__Brano proposto__
________

Sì!? Di là, dicono, che, se mai altrove, suonano le lugubri parole! E anche di là, nessuna tortura, nessuna tenebra, nessun fuoco e gelo equivalgono a quei due suoni alterni ed eterni: Sempre... mai...! Eppur no: gli uomini, secondo alcuni santi padri e dottori, avrebbero inventato per conto loro un inferno peggiore dell’inferno vero. Dicono questi padri e dottori che nel giorno annuale della Risurrezione, i dannati dell’inferno vero hanno tregua: cessano le torture, la tenebra si dirada, il fuoco si spenge, il gelo si scioglie; e quell’oscillare, quel ripetìo, quel flusso e riflusso di mare di disperazione, non si ode più. Le campane che quassù avventano nell’azzurro di primavera inni di gloria, canti di gioia, rombe d’amore, confondono in sè e nascondono i due rintocchi delle profondità oltremondane; e l’inferno, cessando per un giorno di essere inferno, non è più inferno mai!

________

__Materiale raccolto__
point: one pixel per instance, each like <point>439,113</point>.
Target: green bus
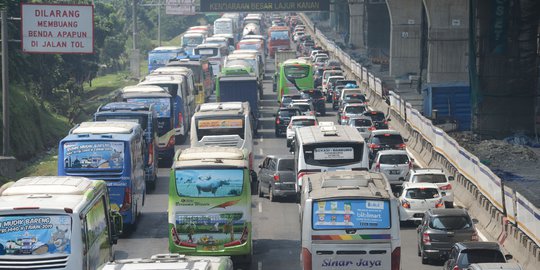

________

__Cosa si chiede__
Nel brano proposto, secondo alcuni santi padri e dottori, in quale giorno i dannati dell'inferno vero hanno tregua? Per svolgere il compito non occorre il materiale raccolto.

__Risposta scritta__
Nel giorno annuale della Risurrezione.